> **SET EXERCISE 1**
Could you transcribe the part of the Hobbit film review starting at "However, he didn't" and ending at "accomplished with LOTR."?
> **SET EXERCISE 2**
Can you repeat the entries starting at their first line and ending at the line that contains "Trace every instance of the metal", with "quickstart" swapped for "guide" and everything else unchanged? Leave the pictures out.

> **DOCUMENT SECTION**
☆ ☆ ☆ ☆ ☆
It was quite possibly the worst film I have ever seen.
I've seen and studied a lot of films. I like to think I'm a reasonably fair critic who tries to find the good in most pictures, even if they don't quite hit the mark in my opinion. I'm struggling to find the good in this film apart from a couple of sequences.
Hobbit 3 or TBOTFA as I'll call it (the acronym provides some pretend separation so I don't have to think of it as a Middle Earth picture) has several major problems - it has a poor story and tells it badly; it has a number of technical failures; and it misses its intended tone.
TBOTFA has an extremely disjointed narrative, with awful storyline choices and battle sequences that fall flat. Technically, there is poor characterization, ineffective lighting, mediocre music and several major failures in cinematography. Tonally, it never makes up its mind whether it is trying to be LOTR-lite or the lighter-hearted Hobbit.
In the spirit of Peter Jackson, I'm going to split this review into three parts to artificially inflate the size and...profit?
Part 1: Narrative The original story of The Hobbit is straightforward enough, with an introduction to the eponymous main character and the two major supporting characters of Gandalf and Thorin; the other dwarves don't matter and are never fleshed out. The journey commences and after two major obstacles (the goblins of the Misty Mountains and the spiders/elf captivity of Mirkwood), the dwarves reach their destination. There is a nice confrontation between Bilbo and Smaug the Dragon, followed by Smaug's death over Laketown. Various demihuman and human armies then descend upon the mountain before being joined together by the deus ex machina of the attack of a massive Goblin army. Thorin redeems himself as a hero and king, dying valiantly after reconciling nicely with Bilbo. The everyman hero then returns home, stops the sale of his possessions after he is presumed dead, and lives happily ever after. There was some business later on about a ring, a Dark Lord and the end of the world, but that is another tale.
Peter Jackson's major failure was the decision to stretch that plot out to 3 movies. There isn't really enough there for 3 x 2.5 hour blockbusters. As such, he went through some of the support material and apocrypha, of which Tolkien has thousands of pages. An interesting subplot about the fall of the Necromancer of Dol Guldor was a reasonable addition.
However, he didn't stop there. He inserted a subplot containing fan favourite Legolas from the LOTR (not in the original novel or support material) and an elf-dwarf love triangle featuring an entirely original female elf warrior maiden/Mary Sue. This showed a real lack of understanding of the nature of Tolkien's world and devalued a lot of what he accomplished with LOTR.
Legolas and Tauriel get almost as much screen time as Bilbo Baggins and fail to do anything with it. Martin Freeman as Bilbo gives a good all round performance that injects warmth and humanity in the tale and really works well in every scene he is part of. This is his story, not that of elf-like video game characters who can do no wrong.
☆ ☆ ☆ ☆ ☆
> **INFORMATION PROVIDED**
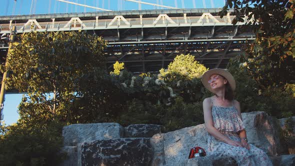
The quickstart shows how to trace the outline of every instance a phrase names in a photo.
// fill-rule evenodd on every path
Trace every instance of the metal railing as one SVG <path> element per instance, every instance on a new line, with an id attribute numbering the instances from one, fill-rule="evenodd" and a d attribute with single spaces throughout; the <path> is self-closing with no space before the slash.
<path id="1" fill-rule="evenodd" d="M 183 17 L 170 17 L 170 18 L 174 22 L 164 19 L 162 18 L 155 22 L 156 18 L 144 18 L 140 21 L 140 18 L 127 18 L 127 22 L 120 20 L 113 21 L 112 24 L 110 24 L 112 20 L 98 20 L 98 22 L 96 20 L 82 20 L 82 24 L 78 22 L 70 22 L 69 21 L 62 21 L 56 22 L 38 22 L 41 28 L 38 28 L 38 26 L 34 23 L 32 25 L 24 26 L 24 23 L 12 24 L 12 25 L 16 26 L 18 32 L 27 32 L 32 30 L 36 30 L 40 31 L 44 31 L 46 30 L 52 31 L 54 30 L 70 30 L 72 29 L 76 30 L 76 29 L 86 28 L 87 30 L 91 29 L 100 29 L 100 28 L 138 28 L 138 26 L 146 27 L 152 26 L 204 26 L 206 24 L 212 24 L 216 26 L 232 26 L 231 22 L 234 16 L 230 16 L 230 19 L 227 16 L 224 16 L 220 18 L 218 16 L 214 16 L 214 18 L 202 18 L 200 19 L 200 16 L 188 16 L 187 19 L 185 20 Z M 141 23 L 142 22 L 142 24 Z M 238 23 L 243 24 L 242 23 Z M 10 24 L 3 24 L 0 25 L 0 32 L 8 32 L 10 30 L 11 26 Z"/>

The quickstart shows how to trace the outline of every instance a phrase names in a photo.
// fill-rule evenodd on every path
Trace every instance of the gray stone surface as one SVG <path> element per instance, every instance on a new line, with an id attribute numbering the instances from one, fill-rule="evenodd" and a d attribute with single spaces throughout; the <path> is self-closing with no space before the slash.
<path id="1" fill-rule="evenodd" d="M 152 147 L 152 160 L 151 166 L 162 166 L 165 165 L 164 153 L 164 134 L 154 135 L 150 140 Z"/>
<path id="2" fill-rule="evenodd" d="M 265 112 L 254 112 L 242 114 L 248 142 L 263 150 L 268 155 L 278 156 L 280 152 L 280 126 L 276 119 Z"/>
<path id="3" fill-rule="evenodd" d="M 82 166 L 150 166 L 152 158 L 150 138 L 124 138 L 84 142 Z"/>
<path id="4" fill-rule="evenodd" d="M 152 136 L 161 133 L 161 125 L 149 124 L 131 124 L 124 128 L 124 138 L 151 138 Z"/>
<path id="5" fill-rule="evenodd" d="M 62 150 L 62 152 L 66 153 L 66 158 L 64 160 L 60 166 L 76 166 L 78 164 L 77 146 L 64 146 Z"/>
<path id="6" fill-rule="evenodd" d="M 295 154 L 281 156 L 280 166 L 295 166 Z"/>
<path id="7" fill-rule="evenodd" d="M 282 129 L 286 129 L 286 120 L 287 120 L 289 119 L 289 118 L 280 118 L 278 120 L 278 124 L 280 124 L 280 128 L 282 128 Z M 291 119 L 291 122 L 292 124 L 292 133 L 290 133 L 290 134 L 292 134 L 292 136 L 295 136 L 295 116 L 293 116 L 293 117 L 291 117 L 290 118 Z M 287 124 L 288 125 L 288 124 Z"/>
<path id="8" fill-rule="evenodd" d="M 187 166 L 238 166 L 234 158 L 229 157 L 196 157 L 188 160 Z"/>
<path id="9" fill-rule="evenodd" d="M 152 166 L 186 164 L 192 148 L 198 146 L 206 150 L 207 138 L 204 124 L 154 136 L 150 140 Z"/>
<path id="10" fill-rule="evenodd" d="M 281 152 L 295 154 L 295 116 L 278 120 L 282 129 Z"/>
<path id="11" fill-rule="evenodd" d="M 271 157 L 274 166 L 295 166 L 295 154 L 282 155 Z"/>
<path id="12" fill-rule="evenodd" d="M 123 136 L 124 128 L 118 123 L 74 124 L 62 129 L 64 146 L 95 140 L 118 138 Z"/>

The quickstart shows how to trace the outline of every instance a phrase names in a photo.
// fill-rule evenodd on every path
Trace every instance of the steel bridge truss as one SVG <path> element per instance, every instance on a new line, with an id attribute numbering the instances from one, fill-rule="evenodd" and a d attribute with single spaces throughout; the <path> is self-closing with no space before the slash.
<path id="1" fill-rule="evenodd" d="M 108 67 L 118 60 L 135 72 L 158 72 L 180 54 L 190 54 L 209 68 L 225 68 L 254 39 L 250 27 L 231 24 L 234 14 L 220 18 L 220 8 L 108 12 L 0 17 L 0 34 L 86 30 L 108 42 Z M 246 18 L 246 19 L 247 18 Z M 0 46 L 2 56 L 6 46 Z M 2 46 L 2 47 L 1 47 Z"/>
☆ ☆ ☆ ☆ ☆
> **EXERCISE RESULT 1**
However, he didn't stop there. He inserted a subplot containing fan favourite Legolas from the LOTR (not in the original novel or support material) and an elf-dwarf love triangle featuring an entirely original female elf warrior maiden/Mary Sue. This showed a real lack of understanding of the nature of Tolkien's world and devalued a lot of what he accomplished with LOTR.

> **EXERCISE RESULT 2**
The guide shows how to trace the outline of every instance a phrase names in a photo.
// fill-rule evenodd on every path
Trace every instance of the metal railing as one SVG <path> element per instance, every instance on a new line, with an id attribute numbering the instances from one, fill-rule="evenodd" and a d attribute with single spaces throughout; the <path> is self-closing with no space before the slash.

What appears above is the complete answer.